**DATA FOR THIS TASK:**

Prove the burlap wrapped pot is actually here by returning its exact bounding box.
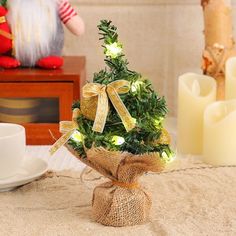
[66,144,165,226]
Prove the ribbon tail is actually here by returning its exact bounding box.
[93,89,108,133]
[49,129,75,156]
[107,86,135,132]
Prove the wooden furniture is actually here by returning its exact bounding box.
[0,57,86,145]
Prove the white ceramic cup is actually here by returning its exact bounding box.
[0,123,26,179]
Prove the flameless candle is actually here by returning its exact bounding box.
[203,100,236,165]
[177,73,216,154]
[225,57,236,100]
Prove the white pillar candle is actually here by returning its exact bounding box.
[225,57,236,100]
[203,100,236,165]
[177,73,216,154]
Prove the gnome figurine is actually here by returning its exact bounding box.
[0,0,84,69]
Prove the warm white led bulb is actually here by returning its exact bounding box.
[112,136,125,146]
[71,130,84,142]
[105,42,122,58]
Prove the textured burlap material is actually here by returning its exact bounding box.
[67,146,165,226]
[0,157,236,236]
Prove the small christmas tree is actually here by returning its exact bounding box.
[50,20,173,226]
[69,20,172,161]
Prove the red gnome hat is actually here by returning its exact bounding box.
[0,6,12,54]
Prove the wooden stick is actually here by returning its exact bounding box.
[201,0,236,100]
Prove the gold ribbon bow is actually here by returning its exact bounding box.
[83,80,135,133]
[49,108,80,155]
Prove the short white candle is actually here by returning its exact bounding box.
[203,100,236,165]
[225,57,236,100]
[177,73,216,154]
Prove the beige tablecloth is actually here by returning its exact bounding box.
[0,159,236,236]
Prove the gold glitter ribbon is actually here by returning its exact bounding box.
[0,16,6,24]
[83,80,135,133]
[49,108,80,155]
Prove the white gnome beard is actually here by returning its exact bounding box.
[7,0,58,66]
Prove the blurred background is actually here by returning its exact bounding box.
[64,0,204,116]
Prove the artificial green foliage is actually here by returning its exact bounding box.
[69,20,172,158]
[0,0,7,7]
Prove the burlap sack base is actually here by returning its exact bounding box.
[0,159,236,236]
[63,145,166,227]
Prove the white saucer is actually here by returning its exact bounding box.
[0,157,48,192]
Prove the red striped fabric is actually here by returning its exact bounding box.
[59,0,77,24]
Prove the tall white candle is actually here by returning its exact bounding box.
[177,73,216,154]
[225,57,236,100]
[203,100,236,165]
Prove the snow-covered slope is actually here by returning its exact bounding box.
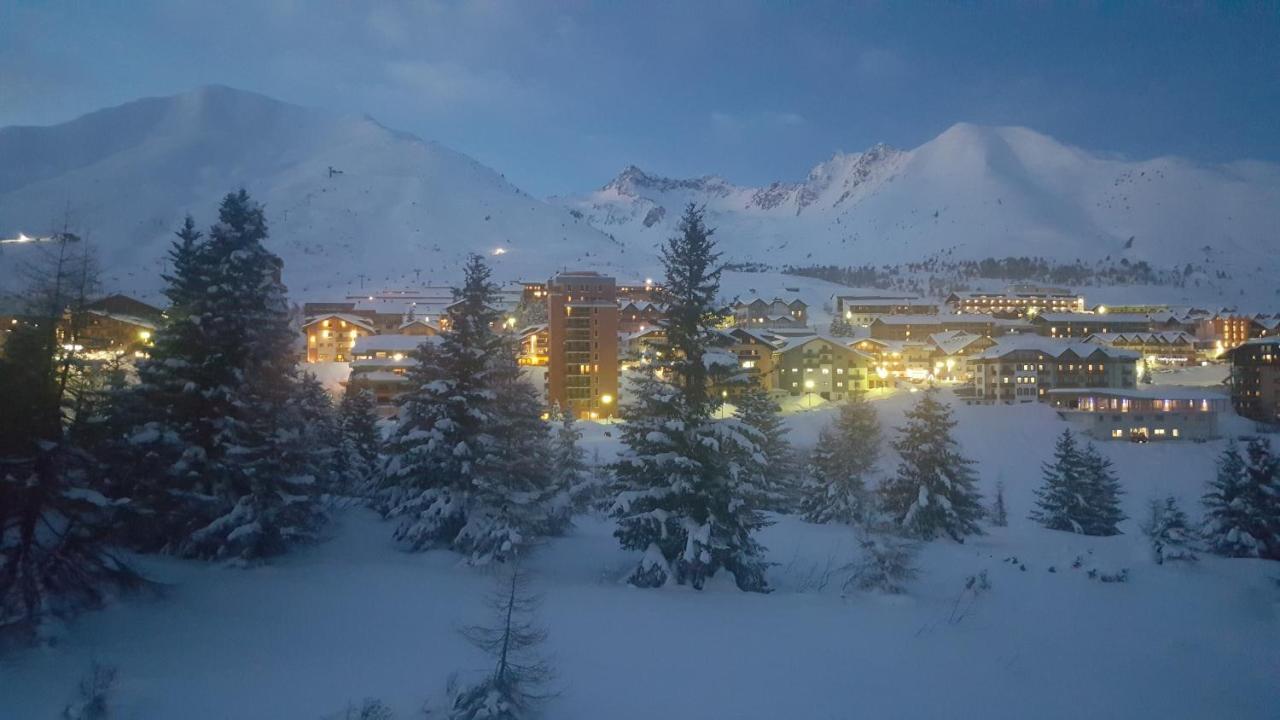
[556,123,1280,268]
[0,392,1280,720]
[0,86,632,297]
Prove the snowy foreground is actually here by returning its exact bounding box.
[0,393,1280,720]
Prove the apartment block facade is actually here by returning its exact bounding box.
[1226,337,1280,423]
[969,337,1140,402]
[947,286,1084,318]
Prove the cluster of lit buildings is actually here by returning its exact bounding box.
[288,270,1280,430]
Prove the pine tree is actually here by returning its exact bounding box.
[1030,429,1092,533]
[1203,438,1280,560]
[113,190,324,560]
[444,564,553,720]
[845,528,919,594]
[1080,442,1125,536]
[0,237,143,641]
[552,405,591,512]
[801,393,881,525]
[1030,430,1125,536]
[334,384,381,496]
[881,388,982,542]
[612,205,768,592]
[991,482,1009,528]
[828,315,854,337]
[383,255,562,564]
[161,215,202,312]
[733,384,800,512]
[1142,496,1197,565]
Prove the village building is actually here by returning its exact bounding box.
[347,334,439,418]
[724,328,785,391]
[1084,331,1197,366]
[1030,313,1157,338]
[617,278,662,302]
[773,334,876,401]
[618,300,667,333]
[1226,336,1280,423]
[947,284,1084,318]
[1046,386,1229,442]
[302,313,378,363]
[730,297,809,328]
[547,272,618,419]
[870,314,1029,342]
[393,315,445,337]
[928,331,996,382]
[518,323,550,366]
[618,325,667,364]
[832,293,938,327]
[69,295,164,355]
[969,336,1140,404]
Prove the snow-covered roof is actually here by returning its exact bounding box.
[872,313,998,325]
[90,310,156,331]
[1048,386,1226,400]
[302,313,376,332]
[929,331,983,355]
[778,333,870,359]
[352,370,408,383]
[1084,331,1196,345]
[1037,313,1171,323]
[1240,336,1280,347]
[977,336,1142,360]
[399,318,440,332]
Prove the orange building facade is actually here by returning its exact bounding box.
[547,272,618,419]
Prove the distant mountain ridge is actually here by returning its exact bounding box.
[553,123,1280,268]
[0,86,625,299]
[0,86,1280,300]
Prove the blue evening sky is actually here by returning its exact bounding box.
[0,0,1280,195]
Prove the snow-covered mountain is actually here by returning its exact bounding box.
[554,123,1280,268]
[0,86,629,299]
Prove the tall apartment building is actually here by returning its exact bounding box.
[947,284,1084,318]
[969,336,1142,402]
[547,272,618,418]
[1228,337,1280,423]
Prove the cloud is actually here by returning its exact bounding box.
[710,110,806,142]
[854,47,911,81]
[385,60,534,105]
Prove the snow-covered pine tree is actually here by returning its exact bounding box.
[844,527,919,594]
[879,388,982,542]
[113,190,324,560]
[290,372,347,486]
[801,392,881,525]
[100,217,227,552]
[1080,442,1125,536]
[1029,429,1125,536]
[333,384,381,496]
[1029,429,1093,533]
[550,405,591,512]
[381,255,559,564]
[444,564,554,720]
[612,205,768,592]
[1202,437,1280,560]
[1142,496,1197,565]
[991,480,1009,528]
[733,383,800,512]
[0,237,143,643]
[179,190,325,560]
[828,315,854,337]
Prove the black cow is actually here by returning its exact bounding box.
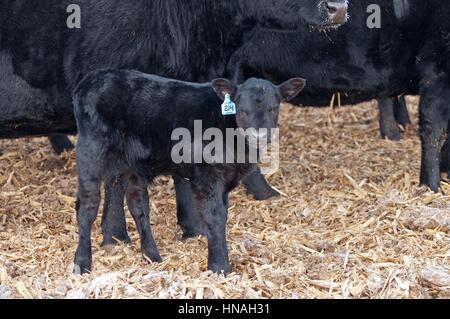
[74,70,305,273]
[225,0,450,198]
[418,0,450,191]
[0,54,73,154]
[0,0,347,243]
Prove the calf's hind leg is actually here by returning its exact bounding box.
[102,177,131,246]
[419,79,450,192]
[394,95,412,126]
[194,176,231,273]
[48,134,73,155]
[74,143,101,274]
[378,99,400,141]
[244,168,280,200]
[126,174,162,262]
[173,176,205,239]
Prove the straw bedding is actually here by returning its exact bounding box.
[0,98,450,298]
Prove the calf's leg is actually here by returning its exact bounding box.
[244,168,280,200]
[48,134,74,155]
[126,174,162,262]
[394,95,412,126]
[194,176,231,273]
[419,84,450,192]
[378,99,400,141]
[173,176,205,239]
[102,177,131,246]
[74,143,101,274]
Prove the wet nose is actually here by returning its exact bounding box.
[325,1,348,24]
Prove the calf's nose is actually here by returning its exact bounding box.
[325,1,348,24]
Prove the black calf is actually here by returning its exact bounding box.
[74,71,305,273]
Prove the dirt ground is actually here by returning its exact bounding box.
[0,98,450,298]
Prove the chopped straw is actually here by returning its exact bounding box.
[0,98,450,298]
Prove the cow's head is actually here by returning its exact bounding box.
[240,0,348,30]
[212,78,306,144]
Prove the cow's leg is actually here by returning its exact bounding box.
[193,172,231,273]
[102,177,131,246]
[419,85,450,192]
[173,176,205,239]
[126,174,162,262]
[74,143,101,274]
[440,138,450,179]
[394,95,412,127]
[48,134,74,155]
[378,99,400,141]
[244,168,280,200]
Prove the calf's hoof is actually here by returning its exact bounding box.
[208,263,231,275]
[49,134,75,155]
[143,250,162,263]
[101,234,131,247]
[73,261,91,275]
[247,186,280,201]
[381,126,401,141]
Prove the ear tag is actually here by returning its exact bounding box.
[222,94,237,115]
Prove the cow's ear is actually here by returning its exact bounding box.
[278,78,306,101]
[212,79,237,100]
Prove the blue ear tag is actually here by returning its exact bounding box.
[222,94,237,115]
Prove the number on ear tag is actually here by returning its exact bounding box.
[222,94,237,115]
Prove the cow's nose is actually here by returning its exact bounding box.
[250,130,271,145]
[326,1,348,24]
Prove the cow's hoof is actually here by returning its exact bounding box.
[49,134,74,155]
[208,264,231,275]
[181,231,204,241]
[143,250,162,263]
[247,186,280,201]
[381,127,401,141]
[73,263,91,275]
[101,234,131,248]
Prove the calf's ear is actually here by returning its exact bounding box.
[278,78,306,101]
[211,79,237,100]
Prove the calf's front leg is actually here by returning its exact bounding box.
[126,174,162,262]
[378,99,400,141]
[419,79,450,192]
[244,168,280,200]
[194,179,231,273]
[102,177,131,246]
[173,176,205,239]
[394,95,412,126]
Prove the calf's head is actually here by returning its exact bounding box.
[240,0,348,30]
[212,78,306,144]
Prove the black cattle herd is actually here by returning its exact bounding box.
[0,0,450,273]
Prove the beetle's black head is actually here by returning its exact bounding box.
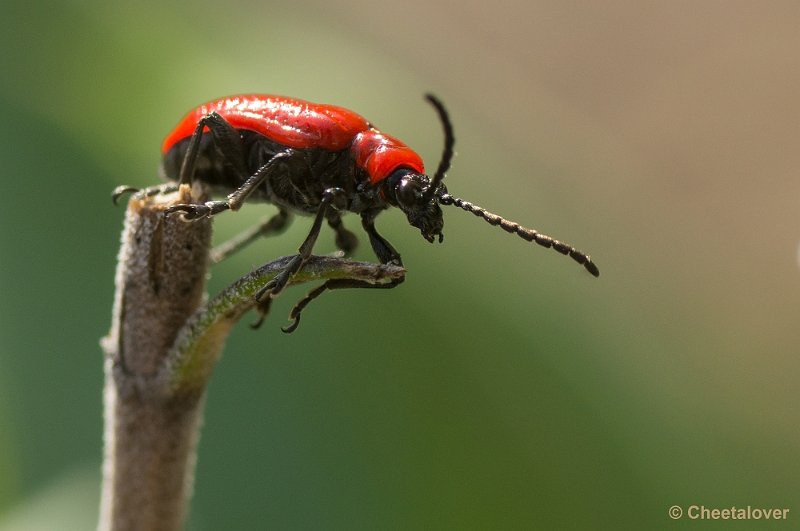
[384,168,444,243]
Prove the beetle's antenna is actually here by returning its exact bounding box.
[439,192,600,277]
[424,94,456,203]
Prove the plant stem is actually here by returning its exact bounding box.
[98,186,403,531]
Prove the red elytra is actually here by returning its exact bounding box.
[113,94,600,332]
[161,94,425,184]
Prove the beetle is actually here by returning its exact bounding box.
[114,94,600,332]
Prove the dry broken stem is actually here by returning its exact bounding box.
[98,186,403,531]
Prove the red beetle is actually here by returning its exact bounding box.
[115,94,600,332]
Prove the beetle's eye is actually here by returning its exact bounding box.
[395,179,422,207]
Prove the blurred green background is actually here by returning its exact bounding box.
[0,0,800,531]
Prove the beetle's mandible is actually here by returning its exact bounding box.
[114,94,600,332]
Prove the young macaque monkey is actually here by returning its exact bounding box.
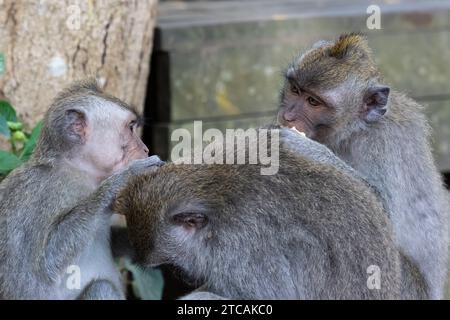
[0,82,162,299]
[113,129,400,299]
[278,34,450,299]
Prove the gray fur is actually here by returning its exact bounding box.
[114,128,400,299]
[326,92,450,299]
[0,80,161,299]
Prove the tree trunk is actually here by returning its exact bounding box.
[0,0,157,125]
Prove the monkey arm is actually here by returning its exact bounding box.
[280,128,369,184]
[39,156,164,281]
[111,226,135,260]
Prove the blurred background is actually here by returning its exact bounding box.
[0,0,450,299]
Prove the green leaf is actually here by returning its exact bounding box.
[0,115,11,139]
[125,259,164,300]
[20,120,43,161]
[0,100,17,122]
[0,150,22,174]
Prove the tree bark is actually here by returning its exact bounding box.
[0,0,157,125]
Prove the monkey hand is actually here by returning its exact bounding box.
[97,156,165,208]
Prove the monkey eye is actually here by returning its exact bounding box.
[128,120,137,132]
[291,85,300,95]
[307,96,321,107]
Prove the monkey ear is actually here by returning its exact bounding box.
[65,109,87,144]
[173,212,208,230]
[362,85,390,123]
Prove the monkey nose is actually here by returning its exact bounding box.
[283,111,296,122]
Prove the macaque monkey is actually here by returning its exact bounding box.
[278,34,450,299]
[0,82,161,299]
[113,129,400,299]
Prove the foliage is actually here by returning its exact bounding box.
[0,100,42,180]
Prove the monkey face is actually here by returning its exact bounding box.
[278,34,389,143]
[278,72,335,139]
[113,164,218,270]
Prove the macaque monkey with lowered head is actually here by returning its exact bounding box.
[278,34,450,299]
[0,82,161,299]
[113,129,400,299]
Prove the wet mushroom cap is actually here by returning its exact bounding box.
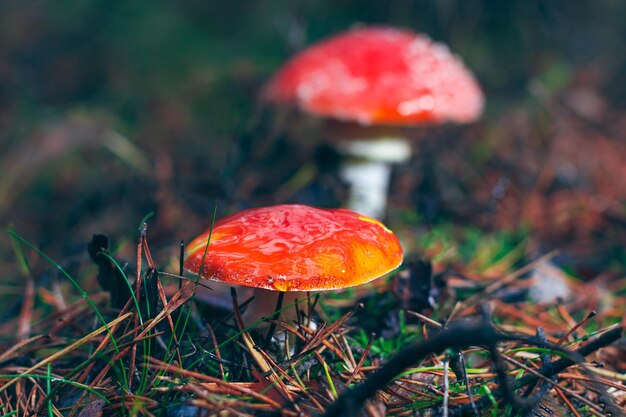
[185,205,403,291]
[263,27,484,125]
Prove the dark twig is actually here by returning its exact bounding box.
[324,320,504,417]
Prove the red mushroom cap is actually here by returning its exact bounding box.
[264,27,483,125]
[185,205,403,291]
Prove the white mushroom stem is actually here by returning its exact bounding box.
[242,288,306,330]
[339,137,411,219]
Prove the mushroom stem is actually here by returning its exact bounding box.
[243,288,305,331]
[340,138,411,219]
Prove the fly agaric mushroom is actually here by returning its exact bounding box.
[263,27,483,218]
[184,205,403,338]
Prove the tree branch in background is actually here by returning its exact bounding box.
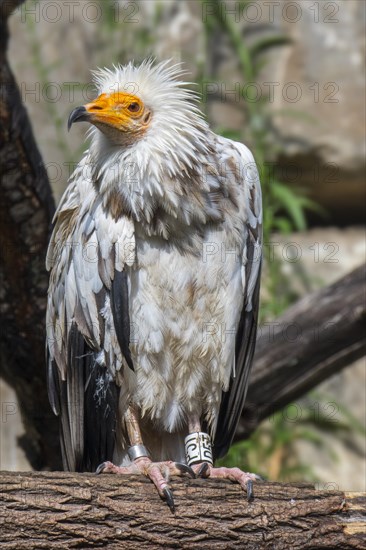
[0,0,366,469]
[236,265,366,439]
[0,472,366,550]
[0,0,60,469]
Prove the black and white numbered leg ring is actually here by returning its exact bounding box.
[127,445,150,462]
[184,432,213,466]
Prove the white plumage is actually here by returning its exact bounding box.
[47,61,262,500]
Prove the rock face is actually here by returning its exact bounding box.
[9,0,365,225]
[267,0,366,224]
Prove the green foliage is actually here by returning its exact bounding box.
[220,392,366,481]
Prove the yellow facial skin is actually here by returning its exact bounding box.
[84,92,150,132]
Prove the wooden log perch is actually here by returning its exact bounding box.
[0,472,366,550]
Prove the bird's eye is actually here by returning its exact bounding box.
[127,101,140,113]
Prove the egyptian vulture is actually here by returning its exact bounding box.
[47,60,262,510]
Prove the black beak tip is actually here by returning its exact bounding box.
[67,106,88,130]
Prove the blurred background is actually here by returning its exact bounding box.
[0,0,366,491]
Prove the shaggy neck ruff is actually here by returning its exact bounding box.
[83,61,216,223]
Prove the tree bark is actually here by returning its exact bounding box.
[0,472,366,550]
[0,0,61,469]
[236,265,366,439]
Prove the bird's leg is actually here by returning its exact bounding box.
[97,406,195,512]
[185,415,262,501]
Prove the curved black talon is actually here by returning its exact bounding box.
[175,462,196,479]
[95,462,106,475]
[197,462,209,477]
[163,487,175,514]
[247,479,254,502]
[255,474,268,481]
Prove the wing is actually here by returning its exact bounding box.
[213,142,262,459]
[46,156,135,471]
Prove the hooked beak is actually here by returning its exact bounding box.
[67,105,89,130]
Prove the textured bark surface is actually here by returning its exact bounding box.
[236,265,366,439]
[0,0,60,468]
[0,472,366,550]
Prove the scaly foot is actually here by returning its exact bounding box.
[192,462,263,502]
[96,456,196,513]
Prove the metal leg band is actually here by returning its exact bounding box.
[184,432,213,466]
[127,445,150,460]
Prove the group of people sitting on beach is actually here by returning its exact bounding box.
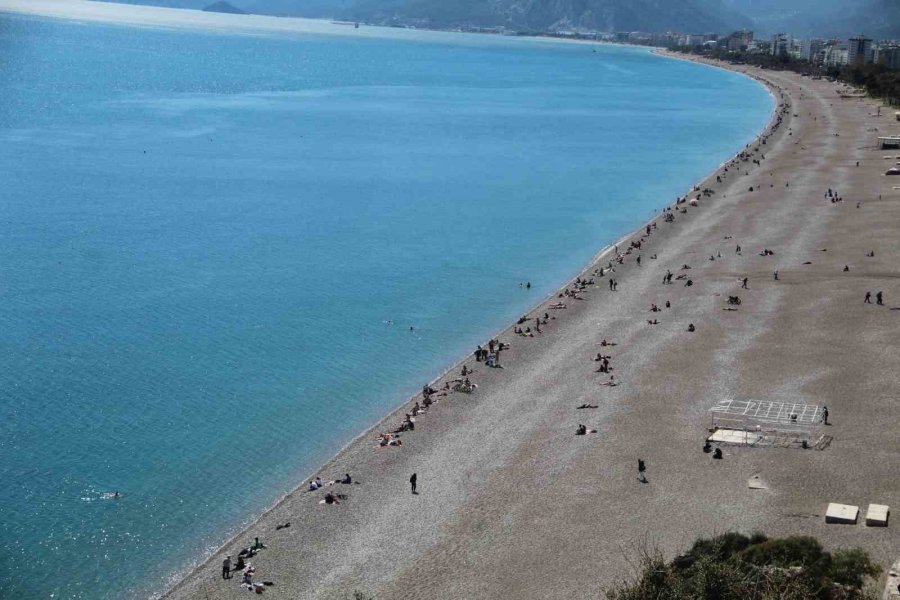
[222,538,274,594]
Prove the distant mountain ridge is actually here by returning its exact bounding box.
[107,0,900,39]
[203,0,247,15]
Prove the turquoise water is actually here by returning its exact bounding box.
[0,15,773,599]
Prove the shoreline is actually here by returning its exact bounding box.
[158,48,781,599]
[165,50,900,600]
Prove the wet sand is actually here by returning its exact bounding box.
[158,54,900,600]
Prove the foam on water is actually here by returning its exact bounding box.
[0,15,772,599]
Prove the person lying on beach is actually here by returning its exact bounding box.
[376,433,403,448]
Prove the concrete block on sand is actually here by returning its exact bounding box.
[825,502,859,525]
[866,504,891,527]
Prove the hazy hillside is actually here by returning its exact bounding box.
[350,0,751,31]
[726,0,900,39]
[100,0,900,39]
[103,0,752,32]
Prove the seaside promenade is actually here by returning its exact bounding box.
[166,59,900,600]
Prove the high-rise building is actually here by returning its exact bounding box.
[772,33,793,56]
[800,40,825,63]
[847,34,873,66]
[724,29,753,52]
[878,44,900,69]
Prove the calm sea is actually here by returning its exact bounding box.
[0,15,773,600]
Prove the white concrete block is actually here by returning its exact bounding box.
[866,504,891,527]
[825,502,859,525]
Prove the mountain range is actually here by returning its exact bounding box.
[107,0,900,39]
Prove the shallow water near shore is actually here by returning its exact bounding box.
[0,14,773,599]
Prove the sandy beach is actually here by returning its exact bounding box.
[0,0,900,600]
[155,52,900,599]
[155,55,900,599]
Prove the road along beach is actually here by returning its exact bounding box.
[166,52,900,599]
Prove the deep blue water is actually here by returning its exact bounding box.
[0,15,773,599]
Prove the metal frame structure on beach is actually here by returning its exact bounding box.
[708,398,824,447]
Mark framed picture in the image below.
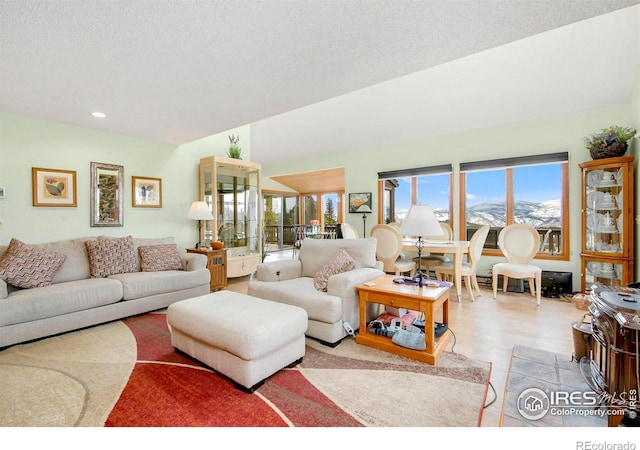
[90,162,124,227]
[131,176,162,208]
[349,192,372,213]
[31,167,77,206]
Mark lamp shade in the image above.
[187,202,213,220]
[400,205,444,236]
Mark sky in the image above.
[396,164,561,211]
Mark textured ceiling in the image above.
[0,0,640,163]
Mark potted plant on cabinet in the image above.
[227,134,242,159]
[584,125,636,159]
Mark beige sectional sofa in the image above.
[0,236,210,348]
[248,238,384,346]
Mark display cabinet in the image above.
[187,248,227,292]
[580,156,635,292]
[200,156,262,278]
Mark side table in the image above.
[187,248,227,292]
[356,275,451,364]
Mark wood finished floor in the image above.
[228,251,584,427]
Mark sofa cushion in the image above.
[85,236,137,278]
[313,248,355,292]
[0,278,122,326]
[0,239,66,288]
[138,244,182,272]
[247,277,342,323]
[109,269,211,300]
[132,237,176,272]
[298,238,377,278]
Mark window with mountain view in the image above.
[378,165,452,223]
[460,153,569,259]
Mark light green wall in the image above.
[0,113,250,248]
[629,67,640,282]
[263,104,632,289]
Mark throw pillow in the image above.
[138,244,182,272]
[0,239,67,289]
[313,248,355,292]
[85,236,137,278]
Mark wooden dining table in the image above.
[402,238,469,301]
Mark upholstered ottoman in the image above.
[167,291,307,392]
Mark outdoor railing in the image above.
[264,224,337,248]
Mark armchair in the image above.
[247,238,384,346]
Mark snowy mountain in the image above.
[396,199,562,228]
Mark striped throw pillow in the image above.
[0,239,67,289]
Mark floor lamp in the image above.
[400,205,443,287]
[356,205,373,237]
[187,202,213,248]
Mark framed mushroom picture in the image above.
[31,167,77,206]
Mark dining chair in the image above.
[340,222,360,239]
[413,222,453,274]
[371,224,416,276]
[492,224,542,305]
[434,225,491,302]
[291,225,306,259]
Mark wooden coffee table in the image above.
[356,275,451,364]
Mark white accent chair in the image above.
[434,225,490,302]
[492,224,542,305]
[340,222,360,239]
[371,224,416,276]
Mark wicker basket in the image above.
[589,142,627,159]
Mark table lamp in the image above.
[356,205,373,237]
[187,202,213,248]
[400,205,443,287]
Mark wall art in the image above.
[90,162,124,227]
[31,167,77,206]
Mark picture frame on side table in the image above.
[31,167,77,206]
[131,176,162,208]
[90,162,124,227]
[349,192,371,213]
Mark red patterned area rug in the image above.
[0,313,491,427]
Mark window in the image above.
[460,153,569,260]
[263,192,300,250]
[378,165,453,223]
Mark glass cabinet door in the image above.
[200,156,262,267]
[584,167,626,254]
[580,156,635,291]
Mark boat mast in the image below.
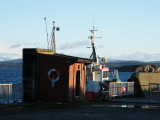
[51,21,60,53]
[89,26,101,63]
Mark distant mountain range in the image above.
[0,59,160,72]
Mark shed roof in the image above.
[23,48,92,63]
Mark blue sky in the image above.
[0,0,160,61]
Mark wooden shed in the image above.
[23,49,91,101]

**TASK STATEMENT:** Output everything from the row containing "Mark blue sky in the image above." down to the last of the rows above as a two-column CSV with the headers "text" and "answer", one line per row. Put each value in its own quoted field, with any line breaks turned into spaces.

**RESULT FOR THIS EXERCISE:**
text,answer
"Mark blue sky in the image above.","[0,0,160,61]"
"Mark wooden shed in the image above.","[23,49,91,101]"